%%

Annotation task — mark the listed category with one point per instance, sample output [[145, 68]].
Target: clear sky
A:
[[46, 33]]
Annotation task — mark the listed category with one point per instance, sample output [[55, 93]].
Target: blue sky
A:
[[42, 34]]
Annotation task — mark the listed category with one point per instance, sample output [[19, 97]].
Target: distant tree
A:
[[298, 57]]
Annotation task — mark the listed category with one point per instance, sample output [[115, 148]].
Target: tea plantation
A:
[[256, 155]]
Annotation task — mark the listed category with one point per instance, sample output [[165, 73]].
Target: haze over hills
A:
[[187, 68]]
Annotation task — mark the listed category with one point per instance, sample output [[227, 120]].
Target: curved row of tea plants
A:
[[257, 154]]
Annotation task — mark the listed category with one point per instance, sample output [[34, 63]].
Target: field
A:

%%

▸ Do this: Rescale the entries above by rewriting every line, requests included. Multiply each point coordinate in the answers by 0.55 and round to whole numbers, with halves rounded up, but leave the sample outputs in the requests unchanged.

▸ Reply:
Annotation task — mark the listed category with one point per instance, sample output [[145, 68]].
Target: clear sky
A:
[[25, 18]]
Annotation task — mark the listed category with one point per instance, sample output [[55, 93]].
Target: blue sky
A:
[[23, 19]]
Annotation task — mark the listed category with one point per instance, sample output [[19, 97]].
Target: distant tree
A:
[[164, 31]]
Annotation task — mark the listed category with one point per instance, sample output [[115, 148]].
Target: tea plantation
A:
[[141, 85]]
Annotation task — mark the listed category with one point per instance, sample output [[165, 73]].
Target: haze over hills
A:
[[103, 37]]
Annotation task — mark the listed category with one point per instance, sample output [[227, 120]].
Target: curved row of tea plants
A:
[[141, 85]]
Annotation task — mark the listed category with one point per instance, sample output [[34, 63]].
Target: field
A:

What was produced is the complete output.